▶ Data shown
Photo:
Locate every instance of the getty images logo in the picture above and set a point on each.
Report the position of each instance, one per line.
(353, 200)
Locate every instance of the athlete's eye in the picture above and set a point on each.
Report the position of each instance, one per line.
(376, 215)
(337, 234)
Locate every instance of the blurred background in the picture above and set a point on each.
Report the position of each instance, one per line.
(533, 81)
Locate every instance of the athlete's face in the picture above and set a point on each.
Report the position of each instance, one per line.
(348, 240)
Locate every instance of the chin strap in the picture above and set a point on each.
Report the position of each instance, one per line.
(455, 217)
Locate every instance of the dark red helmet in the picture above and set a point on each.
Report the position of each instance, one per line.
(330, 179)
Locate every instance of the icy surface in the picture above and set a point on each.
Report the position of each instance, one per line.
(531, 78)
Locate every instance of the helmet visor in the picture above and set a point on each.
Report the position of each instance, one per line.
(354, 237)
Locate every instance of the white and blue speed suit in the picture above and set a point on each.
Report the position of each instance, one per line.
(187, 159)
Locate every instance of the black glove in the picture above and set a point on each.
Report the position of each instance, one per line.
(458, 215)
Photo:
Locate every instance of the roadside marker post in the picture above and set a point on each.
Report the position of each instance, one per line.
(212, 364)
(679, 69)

==

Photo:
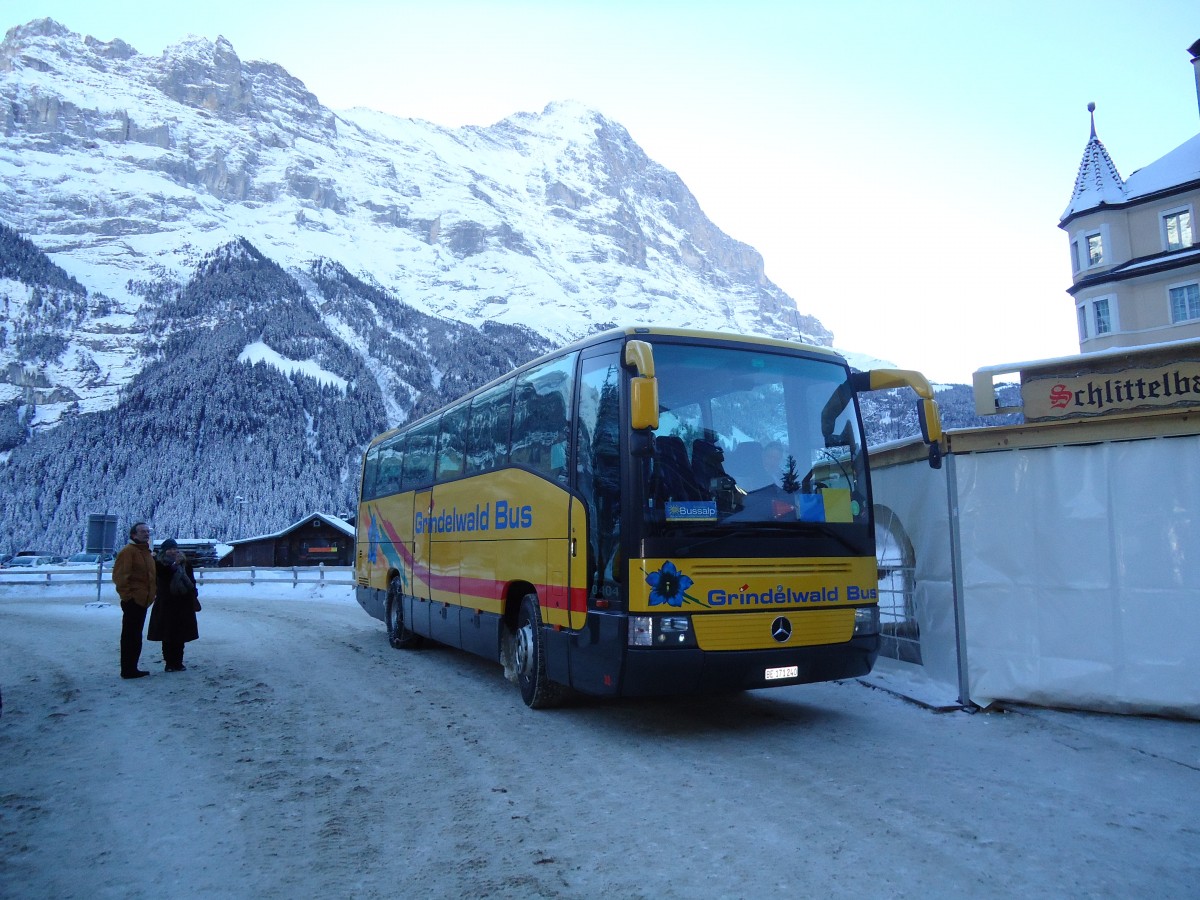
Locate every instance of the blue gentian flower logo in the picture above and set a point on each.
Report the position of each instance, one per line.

* * *

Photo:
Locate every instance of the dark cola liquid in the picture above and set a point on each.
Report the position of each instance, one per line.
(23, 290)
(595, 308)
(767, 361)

▶ Do this
How many lines of the records above contain the word "helmet"? Reply with the number only.

▶ Answer to the exercise
2